* **Excerpted data**
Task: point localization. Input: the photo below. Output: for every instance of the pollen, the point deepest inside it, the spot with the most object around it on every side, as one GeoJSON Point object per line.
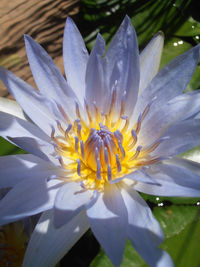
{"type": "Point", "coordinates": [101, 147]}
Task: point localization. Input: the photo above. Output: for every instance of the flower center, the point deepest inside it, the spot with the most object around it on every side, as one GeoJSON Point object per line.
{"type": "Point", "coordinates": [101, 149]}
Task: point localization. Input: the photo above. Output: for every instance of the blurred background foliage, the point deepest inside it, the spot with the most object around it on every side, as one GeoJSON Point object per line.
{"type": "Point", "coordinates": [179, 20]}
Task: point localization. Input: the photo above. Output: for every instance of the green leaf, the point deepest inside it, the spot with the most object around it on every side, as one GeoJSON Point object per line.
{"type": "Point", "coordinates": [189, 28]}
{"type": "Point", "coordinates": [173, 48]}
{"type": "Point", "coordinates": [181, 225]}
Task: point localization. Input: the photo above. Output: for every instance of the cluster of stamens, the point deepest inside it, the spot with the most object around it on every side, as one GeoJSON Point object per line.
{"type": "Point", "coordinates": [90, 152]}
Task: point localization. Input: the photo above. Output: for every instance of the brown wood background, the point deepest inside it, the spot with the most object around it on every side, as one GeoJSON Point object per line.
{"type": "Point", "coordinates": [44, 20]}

* * *

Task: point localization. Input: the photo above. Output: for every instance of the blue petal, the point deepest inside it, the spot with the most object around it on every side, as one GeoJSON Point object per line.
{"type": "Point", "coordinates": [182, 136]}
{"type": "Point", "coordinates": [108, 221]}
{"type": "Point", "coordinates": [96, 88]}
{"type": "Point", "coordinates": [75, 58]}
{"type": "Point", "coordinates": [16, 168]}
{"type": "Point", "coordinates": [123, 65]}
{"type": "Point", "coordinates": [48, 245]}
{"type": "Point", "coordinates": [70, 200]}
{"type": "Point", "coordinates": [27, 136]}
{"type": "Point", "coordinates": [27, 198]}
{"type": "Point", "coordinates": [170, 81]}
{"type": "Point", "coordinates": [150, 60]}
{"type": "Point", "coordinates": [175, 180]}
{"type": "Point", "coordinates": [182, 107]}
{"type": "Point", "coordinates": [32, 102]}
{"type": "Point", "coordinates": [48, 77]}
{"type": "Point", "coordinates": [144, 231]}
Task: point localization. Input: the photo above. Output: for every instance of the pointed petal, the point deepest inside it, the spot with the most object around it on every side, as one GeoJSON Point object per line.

* **Task to complete**
List every line of the data above that contains the word "background". Copy each such line in full.

* **Solution**
Task: point localization. Input: the photo above. Output: for every instance of the blurred background foliage, the point deepest inside it, the spot with the most object around it on every side, as one GeoJSON Point object per line.
Task: point localization. Input: the photo above. Output: for every instance of the brown wood background, the point deepest inside it, the spot with the most object around it on every side, as one GeoJSON Point object per line.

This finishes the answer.